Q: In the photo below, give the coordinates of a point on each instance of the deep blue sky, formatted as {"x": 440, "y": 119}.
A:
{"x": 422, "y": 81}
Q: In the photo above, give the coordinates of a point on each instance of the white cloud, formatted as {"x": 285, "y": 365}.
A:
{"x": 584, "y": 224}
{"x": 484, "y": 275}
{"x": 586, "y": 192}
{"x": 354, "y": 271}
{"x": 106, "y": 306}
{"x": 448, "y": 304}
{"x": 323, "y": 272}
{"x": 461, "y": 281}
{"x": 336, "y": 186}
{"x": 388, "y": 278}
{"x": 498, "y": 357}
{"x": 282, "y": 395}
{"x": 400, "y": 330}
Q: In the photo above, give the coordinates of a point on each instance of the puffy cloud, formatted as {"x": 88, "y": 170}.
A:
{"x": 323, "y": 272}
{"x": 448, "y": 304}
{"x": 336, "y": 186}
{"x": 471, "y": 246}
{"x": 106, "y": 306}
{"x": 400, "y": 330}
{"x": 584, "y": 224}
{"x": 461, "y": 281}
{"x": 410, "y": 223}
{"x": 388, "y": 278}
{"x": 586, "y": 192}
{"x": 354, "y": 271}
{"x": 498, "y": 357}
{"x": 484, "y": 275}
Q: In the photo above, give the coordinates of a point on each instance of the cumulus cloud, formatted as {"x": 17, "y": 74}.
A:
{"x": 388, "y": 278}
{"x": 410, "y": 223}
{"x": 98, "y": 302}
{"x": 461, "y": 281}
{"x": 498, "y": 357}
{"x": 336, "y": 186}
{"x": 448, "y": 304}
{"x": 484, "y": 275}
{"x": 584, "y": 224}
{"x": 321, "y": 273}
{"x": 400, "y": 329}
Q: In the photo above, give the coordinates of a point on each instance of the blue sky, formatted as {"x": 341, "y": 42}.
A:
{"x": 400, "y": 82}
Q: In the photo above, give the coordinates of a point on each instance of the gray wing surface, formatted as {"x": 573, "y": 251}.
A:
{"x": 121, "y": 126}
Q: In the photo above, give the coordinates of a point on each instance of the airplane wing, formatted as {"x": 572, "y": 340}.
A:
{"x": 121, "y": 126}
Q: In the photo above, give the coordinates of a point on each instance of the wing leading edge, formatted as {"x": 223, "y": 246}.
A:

===============

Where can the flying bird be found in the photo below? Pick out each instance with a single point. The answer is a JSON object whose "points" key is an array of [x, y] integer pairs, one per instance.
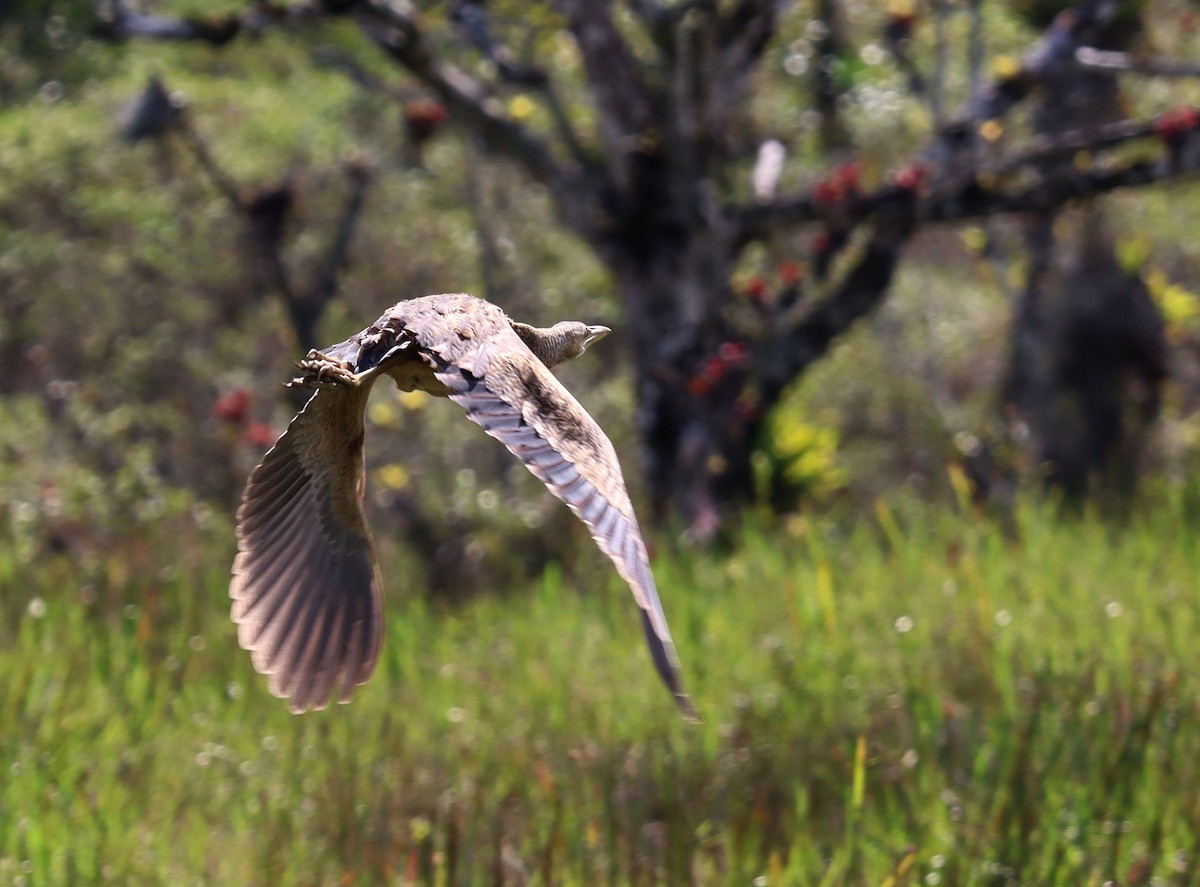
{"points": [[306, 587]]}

===============

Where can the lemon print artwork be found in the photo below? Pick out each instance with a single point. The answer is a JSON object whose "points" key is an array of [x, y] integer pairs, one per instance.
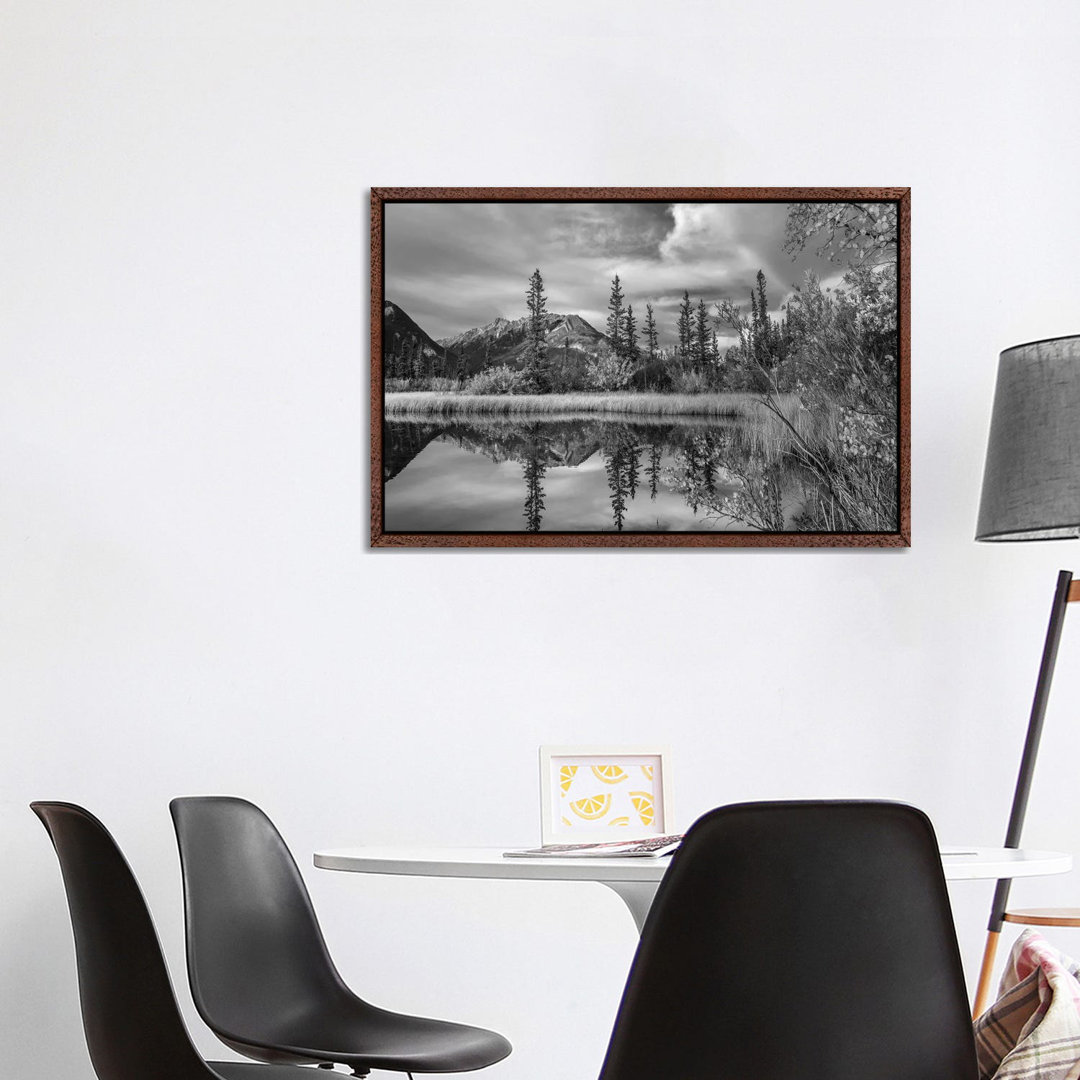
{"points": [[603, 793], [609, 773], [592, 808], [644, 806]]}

===============

[Exercise]: Identify each line in the entries above that contains the string "Pick", and copy those lines in full.

[Exercise answer]:
Where can the flying bird be found in the photo below? Pick out each instance with a single point. The answer is a JSON object whose "points" key is an array of [x, y] integer pairs, one per instance.
Where can the lemon print artwork be found in the photo below? Pick out each instance with a single point. The answer is a JSON object whose "points" key is an array of [x, y] integer pairs, one per instance.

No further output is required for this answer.